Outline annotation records
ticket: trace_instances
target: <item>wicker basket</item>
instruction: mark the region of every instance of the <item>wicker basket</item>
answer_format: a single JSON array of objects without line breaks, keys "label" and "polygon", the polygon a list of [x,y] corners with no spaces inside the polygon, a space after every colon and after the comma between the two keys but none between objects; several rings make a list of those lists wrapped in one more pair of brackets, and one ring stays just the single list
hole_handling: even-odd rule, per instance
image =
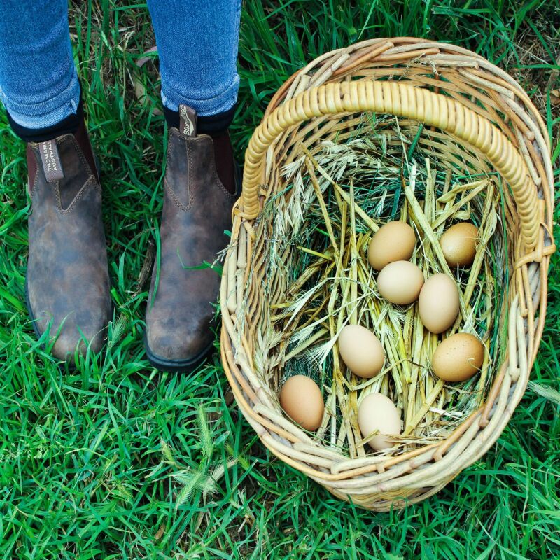
[{"label": "wicker basket", "polygon": [[[255,363],[256,346],[262,351],[267,344],[270,306],[286,288],[281,274],[265,275],[262,232],[270,218],[256,218],[264,201],[286,186],[281,168],[304,147],[312,151],[321,140],[341,137],[346,118],[363,111],[396,115],[403,127],[423,122],[433,145],[447,146],[450,165],[458,164],[462,150],[481,169],[499,172],[510,187],[503,196],[514,281],[507,351],[480,408],[442,442],[396,456],[351,458],[283,414],[279,376]],[[272,453],[335,496],[382,511],[435,493],[496,442],[524,394],[545,323],[555,249],[550,154],[545,125],[519,84],[453,45],[409,37],[367,41],[323,55],[288,80],[246,153],[220,292],[224,368],[243,414]]]}]

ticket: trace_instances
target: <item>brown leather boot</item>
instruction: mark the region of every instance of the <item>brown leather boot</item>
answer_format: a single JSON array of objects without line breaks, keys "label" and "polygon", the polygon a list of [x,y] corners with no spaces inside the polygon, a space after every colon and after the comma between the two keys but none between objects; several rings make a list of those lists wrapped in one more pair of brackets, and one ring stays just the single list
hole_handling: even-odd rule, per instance
[{"label": "brown leather boot", "polygon": [[37,337],[73,363],[98,352],[111,314],[99,174],[85,125],[27,144],[29,255],[27,309]]},{"label": "brown leather boot", "polygon": [[148,358],[164,371],[190,371],[212,349],[220,274],[209,265],[228,243],[235,200],[218,177],[234,169],[229,140],[231,161],[216,159],[212,138],[196,135],[196,113],[179,108],[180,127],[169,130],[159,271],[156,260],[144,335]]}]

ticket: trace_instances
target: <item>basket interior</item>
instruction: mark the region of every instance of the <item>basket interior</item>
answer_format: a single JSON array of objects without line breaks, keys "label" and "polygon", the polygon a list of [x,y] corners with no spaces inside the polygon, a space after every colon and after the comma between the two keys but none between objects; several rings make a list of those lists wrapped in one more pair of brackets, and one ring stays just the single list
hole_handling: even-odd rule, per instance
[{"label": "basket interior", "polygon": [[[251,296],[247,301],[251,302],[251,307],[244,316],[251,323],[249,330],[257,333],[253,337],[255,370],[270,400],[277,407],[277,412],[283,414],[277,396],[287,377],[302,373],[312,377],[323,388],[326,412],[321,428],[309,435],[351,458],[374,453],[360,440],[356,419],[357,405],[370,391],[388,395],[397,404],[404,422],[403,436],[396,440],[394,447],[379,452],[382,454],[403,453],[444,439],[481,405],[504,354],[507,312],[504,294],[509,291],[511,247],[514,246],[517,235],[517,230],[508,225],[515,223],[510,193],[480,154],[449,134],[393,115],[359,113],[323,117],[288,131],[274,148],[274,165],[269,169],[272,190],[254,225],[255,246],[248,263]],[[407,360],[406,365],[394,365],[374,382],[364,384],[368,380],[356,377],[340,360],[333,363],[336,349],[329,346],[329,336],[294,355],[295,350],[312,339],[318,328],[316,326],[314,330],[298,330],[298,325],[304,326],[306,313],[312,315],[314,306],[321,304],[320,296],[308,295],[316,289],[317,274],[306,276],[316,262],[316,255],[301,248],[324,254],[329,245],[324,230],[317,232],[319,204],[305,165],[306,158],[309,161],[310,157],[347,192],[351,177],[355,202],[379,225],[406,219],[410,204],[402,186],[403,178],[404,184],[410,183],[411,173],[419,204],[431,205],[434,211],[436,206],[441,206],[434,199],[440,199],[445,192],[464,188],[463,195],[453,199],[455,202],[470,193],[469,202],[458,204],[457,211],[438,224],[434,232],[439,237],[446,227],[459,220],[472,220],[481,230],[487,230],[486,253],[479,272],[471,274],[465,270],[456,274],[463,293],[471,286],[468,303],[472,309],[464,316],[461,314],[461,321],[449,331],[470,332],[484,341],[487,356],[481,374],[464,383],[446,384],[438,392],[438,379],[431,372],[429,361],[415,363],[414,356],[409,355],[413,353],[411,348],[392,357],[393,362],[398,361],[396,358]],[[317,175],[323,200],[331,209],[335,208],[332,182],[319,172]],[[431,202],[426,202],[425,189],[430,180]],[[407,211],[403,216],[404,208]],[[330,215],[336,230],[340,216],[337,218],[336,211]],[[431,218],[437,216],[435,211]],[[359,216],[355,219],[356,231],[360,234],[358,253],[367,266],[365,253],[372,232]],[[421,267],[425,275],[444,272],[437,261],[422,254],[429,240],[424,237],[420,225],[414,227],[418,237],[416,254],[420,261],[424,259]],[[370,288],[374,289],[374,277]],[[358,297],[365,299],[365,291],[358,290]],[[349,314],[349,304],[344,303],[342,295],[339,299],[337,307],[346,305],[346,313]],[[395,332],[400,329],[409,335],[416,328],[407,324],[414,316],[405,309],[386,309],[383,313],[389,318],[378,314],[376,323],[374,313],[363,313],[358,323],[376,332],[384,345],[385,339],[391,337],[391,326]],[[291,314],[291,323],[279,322],[278,318],[286,314]],[[441,340],[441,335],[431,335],[427,344],[435,349]],[[391,363],[388,356],[386,369]],[[335,387],[333,377],[337,376]]]}]

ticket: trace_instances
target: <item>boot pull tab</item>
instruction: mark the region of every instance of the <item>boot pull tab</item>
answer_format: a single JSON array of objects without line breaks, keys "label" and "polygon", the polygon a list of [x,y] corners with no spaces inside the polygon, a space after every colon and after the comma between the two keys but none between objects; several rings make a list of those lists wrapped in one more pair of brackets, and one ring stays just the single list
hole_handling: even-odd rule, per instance
[{"label": "boot pull tab", "polygon": [[47,140],[46,142],[39,142],[39,153],[43,163],[43,171],[45,172],[47,181],[52,183],[62,179],[64,176],[64,172],[62,164],[60,163],[57,141]]},{"label": "boot pull tab", "polygon": [[179,105],[179,132],[183,136],[197,135],[197,112],[186,105]]}]

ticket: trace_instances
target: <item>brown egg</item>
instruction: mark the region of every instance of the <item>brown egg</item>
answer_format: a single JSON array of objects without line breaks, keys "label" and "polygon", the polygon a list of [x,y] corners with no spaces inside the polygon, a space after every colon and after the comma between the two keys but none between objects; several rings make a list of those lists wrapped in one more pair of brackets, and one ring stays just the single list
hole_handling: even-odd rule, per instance
[{"label": "brown egg", "polygon": [[325,404],[319,386],[306,375],[294,375],[282,386],[280,406],[290,418],[305,430],[321,426]]},{"label": "brown egg", "polygon": [[338,350],[344,363],[360,377],[373,377],[385,363],[385,352],[379,340],[360,325],[346,325],[340,331]]},{"label": "brown egg", "polygon": [[408,260],[416,244],[414,230],[406,223],[388,222],[375,232],[368,247],[368,260],[381,270],[389,262]]},{"label": "brown egg", "polygon": [[407,305],[418,299],[424,284],[422,271],[408,260],[387,265],[377,276],[377,289],[387,301]]},{"label": "brown egg", "polygon": [[477,373],[484,359],[482,343],[472,335],[458,332],[446,338],[435,349],[432,369],[440,379],[454,383]]},{"label": "brown egg", "polygon": [[379,435],[374,435],[368,443],[376,451],[381,451],[394,444],[384,436],[400,433],[400,414],[388,397],[372,393],[358,407],[358,425],[363,438],[379,430]]},{"label": "brown egg", "polygon": [[425,282],[418,298],[424,326],[436,335],[447,330],[459,313],[457,284],[447,274],[434,274]]},{"label": "brown egg", "polygon": [[449,227],[440,239],[443,255],[450,267],[468,267],[477,254],[478,230],[470,222],[461,222]]}]

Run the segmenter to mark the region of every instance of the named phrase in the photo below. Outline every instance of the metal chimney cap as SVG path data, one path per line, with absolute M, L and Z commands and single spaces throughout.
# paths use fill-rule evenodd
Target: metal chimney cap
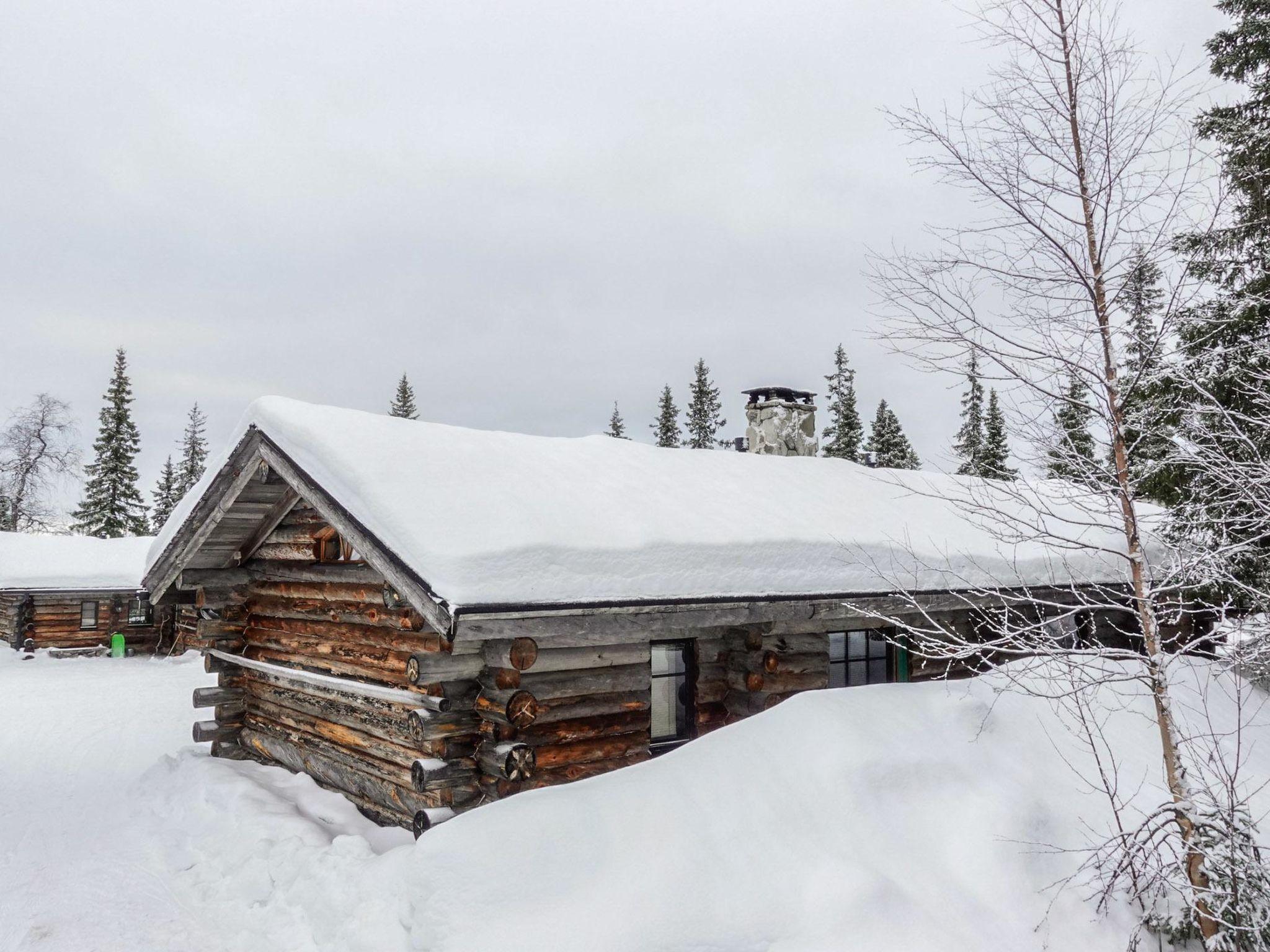
M 748 396 L 752 404 L 766 404 L 768 400 L 784 400 L 787 404 L 801 400 L 804 404 L 810 404 L 812 397 L 815 396 L 810 390 L 795 390 L 794 387 L 752 387 L 740 392 Z

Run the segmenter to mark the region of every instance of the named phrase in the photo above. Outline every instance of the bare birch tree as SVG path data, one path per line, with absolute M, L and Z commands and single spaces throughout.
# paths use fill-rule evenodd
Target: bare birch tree
M 13 413 L 0 430 L 0 531 L 56 527 L 50 495 L 79 465 L 76 435 L 70 406 L 48 393 Z
M 1214 847 L 1222 770 L 1209 769 L 1203 757 L 1212 751 L 1180 726 L 1171 689 L 1177 652 L 1208 647 L 1189 584 L 1220 570 L 1220 541 L 1158 545 L 1161 514 L 1144 501 L 1140 467 L 1130 466 L 1142 421 L 1130 425 L 1125 413 L 1126 393 L 1143 382 L 1120 377 L 1130 336 L 1138 347 L 1167 340 L 1196 293 L 1185 263 L 1171 256 L 1175 235 L 1194 231 L 1204 209 L 1205 166 L 1193 146 L 1186 81 L 1148 70 L 1114 5 L 1100 0 L 997 0 L 977 23 L 999 55 L 988 84 L 956 109 L 892 113 L 918 147 L 918 166 L 968 193 L 973 220 L 933 228 L 930 250 L 875 258 L 871 277 L 897 348 L 939 369 L 973 358 L 986 380 L 1001 381 L 1019 432 L 1031 426 L 1044 446 L 1035 459 L 1041 467 L 1064 453 L 1041 421 L 1073 393 L 1082 395 L 1081 413 L 1091 411 L 1100 452 L 1072 448 L 1060 461 L 1072 475 L 1064 484 L 968 480 L 961 490 L 958 501 L 993 529 L 1003 551 L 1041 543 L 1052 553 L 1048 584 L 978 583 L 965 602 L 982 623 L 965 630 L 925 611 L 897 578 L 892 622 L 909 651 L 932 663 L 983 669 L 1050 659 L 1064 674 L 1039 693 L 1055 701 L 1140 680 L 1153 702 L 1168 802 L 1113 834 L 1104 845 L 1115 858 L 1097 868 L 1111 886 L 1129 871 L 1148 924 L 1162 920 L 1148 906 L 1173 889 L 1209 948 L 1243 947 L 1228 942 L 1251 933 L 1229 913 L 1228 866 Z M 1125 291 L 1143 260 L 1167 284 L 1156 340 L 1146 343 Z M 1270 415 L 1222 423 L 1265 426 Z M 1219 452 L 1215 442 L 1186 447 L 1187 465 L 1219 467 Z M 1118 617 L 1118 626 L 1099 621 Z M 1097 749 L 1101 741 L 1090 737 Z M 1115 805 L 1114 778 L 1107 788 Z

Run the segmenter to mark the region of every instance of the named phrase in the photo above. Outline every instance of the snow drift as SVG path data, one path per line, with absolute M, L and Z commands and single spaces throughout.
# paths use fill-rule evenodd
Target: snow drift
M 133 589 L 154 539 L 0 532 L 0 589 Z
M 1184 716 L 1205 692 L 1229 726 L 1233 680 L 1177 670 Z M 1087 755 L 1048 702 L 1001 685 L 808 692 L 396 848 L 399 831 L 278 768 L 184 753 L 146 790 L 177 895 L 235 949 L 1121 952 L 1132 910 L 1100 916 L 1081 889 L 1052 889 L 1078 863 L 1053 848 L 1110 819 L 1064 763 Z M 1104 703 L 1123 788 L 1154 806 L 1149 698 L 1125 683 Z M 1253 721 L 1250 786 L 1270 779 L 1270 724 Z
M 559 604 L 1124 581 L 1124 533 L 1072 486 L 846 459 L 531 437 L 263 397 L 255 426 L 450 605 Z M 161 556 L 229 458 L 168 519 Z M 1080 539 L 1003 542 L 969 504 Z

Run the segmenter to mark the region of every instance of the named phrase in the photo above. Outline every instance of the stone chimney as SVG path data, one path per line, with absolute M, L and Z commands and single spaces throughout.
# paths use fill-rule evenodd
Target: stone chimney
M 751 453 L 815 456 L 815 405 L 806 390 L 754 387 L 742 391 L 745 404 L 745 440 Z

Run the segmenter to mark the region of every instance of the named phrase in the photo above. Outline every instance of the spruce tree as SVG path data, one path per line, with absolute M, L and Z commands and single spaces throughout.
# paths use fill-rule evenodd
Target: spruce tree
M 718 433 L 728 425 L 719 415 L 723 402 L 719 400 L 719 387 L 710 380 L 710 368 L 705 359 L 698 359 L 692 368 L 692 386 L 688 390 L 688 435 L 683 446 L 692 449 L 716 449 L 720 443 Z
M 1006 415 L 1001 411 L 997 391 L 988 393 L 988 411 L 983 415 L 983 451 L 979 454 L 979 475 L 989 480 L 1012 480 L 1019 470 L 1010 466 L 1010 437 L 1006 433 Z
M 414 402 L 414 387 L 410 386 L 410 381 L 406 380 L 404 373 L 401 374 L 401 380 L 398 381 L 396 395 L 389 405 L 389 416 L 401 416 L 406 420 L 419 419 L 419 407 Z
M 662 396 L 657 401 L 657 419 L 649 424 L 653 430 L 653 442 L 659 447 L 677 447 L 682 439 L 679 432 L 679 407 L 674 405 L 674 395 L 669 385 L 662 390 Z
M 1052 480 L 1088 482 L 1093 477 L 1093 435 L 1090 420 L 1090 390 L 1074 372 L 1067 376 L 1067 390 L 1054 411 L 1054 446 L 1049 448 L 1045 476 Z
M 163 470 L 159 471 L 159 482 L 155 484 L 150 495 L 155 500 L 155 504 L 150 510 L 150 518 L 154 523 L 155 531 L 157 532 L 163 528 L 163 524 L 168 522 L 168 517 L 171 515 L 171 510 L 177 508 L 177 503 L 179 503 L 180 498 L 184 495 L 180 491 L 177 467 L 171 465 L 170 453 L 163 465 Z
M 979 360 L 970 352 L 965 371 L 966 391 L 961 396 L 961 428 L 956 432 L 952 452 L 961 458 L 958 476 L 983 476 L 983 383 L 979 382 Z
M 919 470 L 922 461 L 917 458 L 908 437 L 899 425 L 895 411 L 883 400 L 878 404 L 872 429 L 865 449 L 874 453 L 874 465 L 888 470 Z
M 1177 496 L 1177 473 L 1167 465 L 1173 425 L 1156 325 L 1165 297 L 1160 279 L 1160 268 L 1144 249 L 1137 249 L 1120 289 L 1120 306 L 1128 316 L 1120 413 L 1129 472 L 1138 495 L 1171 504 Z
M 180 466 L 177 468 L 175 499 L 178 503 L 193 489 L 196 482 L 203 479 L 203 471 L 207 468 L 207 438 L 203 435 L 206 425 L 207 418 L 198 409 L 198 404 L 194 404 L 185 420 L 185 433 L 180 438 Z
M 622 415 L 617 413 L 617 401 L 613 401 L 613 415 L 608 418 L 608 434 L 616 439 L 630 439 L 626 435 L 626 421 Z
M 141 449 L 141 434 L 132 421 L 132 383 L 123 348 L 114 352 L 114 373 L 105 391 L 105 406 L 98 416 L 93 462 L 84 467 L 88 482 L 75 510 L 75 531 L 99 538 L 144 536 L 146 504 L 137 489 L 133 466 Z
M 1182 315 L 1177 333 L 1175 399 L 1186 401 L 1195 388 L 1204 401 L 1218 404 L 1229 419 L 1260 419 L 1259 402 L 1270 380 L 1270 6 L 1266 0 L 1222 0 L 1222 13 L 1233 18 L 1229 29 L 1206 43 L 1212 72 L 1241 84 L 1242 100 L 1204 112 L 1196 128 L 1217 145 L 1227 189 L 1227 217 L 1220 227 L 1180 242 L 1193 255 L 1193 272 L 1215 293 Z M 1270 456 L 1270 428 L 1252 433 L 1227 426 L 1213 433 L 1205 418 L 1184 415 L 1184 442 L 1215 444 L 1213 456 L 1238 467 Z M 1242 433 L 1237 430 L 1242 429 Z M 1179 510 L 1186 533 L 1220 538 L 1228 552 L 1226 569 L 1241 585 L 1270 589 L 1270 538 L 1255 503 L 1223 491 L 1223 477 L 1193 467 L 1180 486 Z M 1229 594 L 1245 605 L 1246 593 Z M 1261 605 L 1262 608 L 1265 605 Z
M 829 385 L 829 425 L 820 434 L 824 438 L 823 456 L 860 462 L 860 443 L 864 426 L 856 410 L 856 372 L 847 366 L 847 352 L 842 344 L 833 352 L 833 373 L 824 378 Z

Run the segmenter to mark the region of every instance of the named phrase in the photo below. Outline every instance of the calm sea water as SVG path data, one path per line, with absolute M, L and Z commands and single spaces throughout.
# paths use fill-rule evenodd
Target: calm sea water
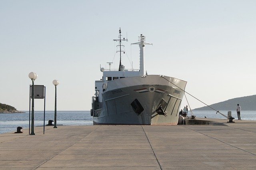
M 207 118 L 226 119 L 215 111 L 193 111 L 197 117 Z M 237 119 L 236 112 L 232 111 L 232 116 Z M 222 113 L 228 115 L 228 111 L 220 111 Z M 54 111 L 46 111 L 45 125 L 49 120 L 54 120 Z M 190 115 L 190 111 L 188 115 Z M 44 112 L 35 111 L 35 126 L 44 125 Z M 242 120 L 256 121 L 256 111 L 242 111 L 241 117 Z M 0 134 L 16 131 L 17 127 L 22 127 L 23 128 L 28 128 L 29 119 L 28 111 L 25 113 L 1 113 L 0 114 Z M 57 123 L 64 125 L 92 125 L 92 118 L 90 111 L 57 111 Z

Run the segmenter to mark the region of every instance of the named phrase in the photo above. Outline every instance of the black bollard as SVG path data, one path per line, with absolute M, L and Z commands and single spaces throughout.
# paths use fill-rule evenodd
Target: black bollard
M 22 129 L 22 127 L 17 127 L 17 132 L 14 132 L 14 133 L 22 133 L 23 132 L 21 131 L 21 129 Z
M 53 126 L 54 125 L 52 125 L 52 122 L 54 122 L 52 120 L 49 120 L 48 121 L 48 124 L 46 125 L 46 126 Z

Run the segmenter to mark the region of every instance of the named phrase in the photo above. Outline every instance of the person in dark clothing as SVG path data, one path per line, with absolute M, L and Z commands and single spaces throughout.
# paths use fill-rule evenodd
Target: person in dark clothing
M 183 112 L 182 111 L 182 109 L 180 110 L 180 111 L 179 113 L 179 115 L 182 115 L 183 114 Z

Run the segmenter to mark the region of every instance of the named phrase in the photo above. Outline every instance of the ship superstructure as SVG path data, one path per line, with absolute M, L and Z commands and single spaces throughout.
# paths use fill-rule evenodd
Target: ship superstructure
M 118 39 L 120 61 L 118 69 L 100 68 L 102 80 L 95 81 L 91 115 L 94 125 L 177 125 L 178 115 L 186 82 L 159 75 L 147 75 L 144 70 L 144 48 L 152 44 L 141 34 L 140 69 L 125 69 L 121 63 L 121 29 Z

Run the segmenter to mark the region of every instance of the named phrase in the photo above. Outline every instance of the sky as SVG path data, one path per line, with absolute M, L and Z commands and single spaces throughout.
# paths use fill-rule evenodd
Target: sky
M 122 64 L 187 81 L 186 91 L 208 105 L 256 94 L 256 1 L 0 1 L 0 103 L 29 109 L 28 74 L 46 87 L 46 109 L 90 110 L 100 65 L 114 63 L 119 28 Z M 186 95 L 192 109 L 204 106 Z M 234 109 L 237 103 L 234 103 Z M 181 107 L 188 105 L 185 99 Z M 35 110 L 44 100 L 35 99 Z M 218 110 L 218 108 L 216 108 Z

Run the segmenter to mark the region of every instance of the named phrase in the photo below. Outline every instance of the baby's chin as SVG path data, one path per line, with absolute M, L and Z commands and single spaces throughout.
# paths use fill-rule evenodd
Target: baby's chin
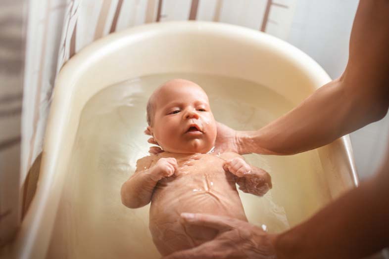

**Task statement:**
Revise the lines of data from the line containing "of the stone" through the line containing "M 751 453 L", replacing "stone chimney" with "brick chimney" and leaving everything else unchanged.

**Task solution:**
Run the segmenter to mark the region of every instance of the named phrase in the photo above. Outline every instance of the brick chimney as SVG path data, one path per line, with absolute M, L and Z commands and single spaces throughout.
# paths use fill-rule evenodd
Target: brick chimney
M 751 453 L 815 456 L 815 405 L 806 390 L 754 387 L 742 391 L 745 404 L 745 440 Z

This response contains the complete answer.